- _Records shown_
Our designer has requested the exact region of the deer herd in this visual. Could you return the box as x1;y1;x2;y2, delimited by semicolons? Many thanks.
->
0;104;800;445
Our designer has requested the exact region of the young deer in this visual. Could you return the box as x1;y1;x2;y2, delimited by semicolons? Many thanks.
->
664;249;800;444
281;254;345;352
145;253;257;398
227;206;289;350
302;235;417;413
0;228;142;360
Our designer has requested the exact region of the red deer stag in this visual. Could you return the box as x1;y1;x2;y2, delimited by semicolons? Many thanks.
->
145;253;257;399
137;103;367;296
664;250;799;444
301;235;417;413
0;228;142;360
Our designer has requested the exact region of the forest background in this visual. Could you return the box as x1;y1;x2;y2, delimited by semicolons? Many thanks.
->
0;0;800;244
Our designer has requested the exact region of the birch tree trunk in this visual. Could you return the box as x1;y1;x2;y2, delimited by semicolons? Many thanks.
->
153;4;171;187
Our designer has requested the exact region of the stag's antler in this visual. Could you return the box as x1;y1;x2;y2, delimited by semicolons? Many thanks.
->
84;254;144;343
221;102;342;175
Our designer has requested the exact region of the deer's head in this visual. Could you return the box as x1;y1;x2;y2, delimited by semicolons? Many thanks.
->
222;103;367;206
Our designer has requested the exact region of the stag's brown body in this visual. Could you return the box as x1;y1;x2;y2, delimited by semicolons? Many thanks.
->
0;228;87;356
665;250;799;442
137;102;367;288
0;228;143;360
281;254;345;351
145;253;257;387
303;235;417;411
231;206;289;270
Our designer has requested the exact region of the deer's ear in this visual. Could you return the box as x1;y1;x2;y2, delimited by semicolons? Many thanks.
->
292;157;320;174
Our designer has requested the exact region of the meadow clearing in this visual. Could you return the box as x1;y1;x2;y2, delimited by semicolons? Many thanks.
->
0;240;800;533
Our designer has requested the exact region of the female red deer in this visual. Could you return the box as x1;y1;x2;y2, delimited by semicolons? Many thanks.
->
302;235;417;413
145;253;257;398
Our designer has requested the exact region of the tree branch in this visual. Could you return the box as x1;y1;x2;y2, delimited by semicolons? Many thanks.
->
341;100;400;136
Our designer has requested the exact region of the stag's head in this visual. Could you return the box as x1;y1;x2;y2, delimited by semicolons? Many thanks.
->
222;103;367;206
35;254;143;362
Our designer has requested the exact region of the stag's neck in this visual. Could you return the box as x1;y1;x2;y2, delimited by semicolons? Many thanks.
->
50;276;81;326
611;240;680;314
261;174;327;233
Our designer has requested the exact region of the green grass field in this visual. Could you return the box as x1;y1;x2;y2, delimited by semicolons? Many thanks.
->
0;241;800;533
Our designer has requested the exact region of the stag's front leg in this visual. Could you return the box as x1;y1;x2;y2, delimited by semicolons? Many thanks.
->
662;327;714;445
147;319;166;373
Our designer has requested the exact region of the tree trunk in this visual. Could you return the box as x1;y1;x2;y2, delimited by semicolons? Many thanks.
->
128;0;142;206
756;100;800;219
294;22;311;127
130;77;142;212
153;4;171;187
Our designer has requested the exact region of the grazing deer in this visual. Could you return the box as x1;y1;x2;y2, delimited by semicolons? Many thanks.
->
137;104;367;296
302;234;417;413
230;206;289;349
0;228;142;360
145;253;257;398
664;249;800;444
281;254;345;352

- _Exercise details_
Write out the records word for word, from the line containing "Our designer has requested the exact region of the deer's head" up to and including the line containing "292;157;320;174".

- _The completed task_
Our designer has requested the exact region of the deer's head in this visual. Could you return the box as x1;y1;x2;y2, delimited by semicolons? Many thanks.
->
222;103;367;206
Our designer has requested the exact region of the stag's brown body in this visual. Could you return the box as x1;y1;x2;y2, delimited by semicolons? Many thanks.
->
0;228;87;356
665;250;799;442
137;102;367;288
0;228;143;360
281;254;345;351
145;253;257;387
303;235;417;411
231;206;289;270
Our designer has requested the exact region of the deer's ear in this visual. Could you return the box as x1;y1;x2;y2, delimited by semicolons? Many thanks.
->
292;157;320;174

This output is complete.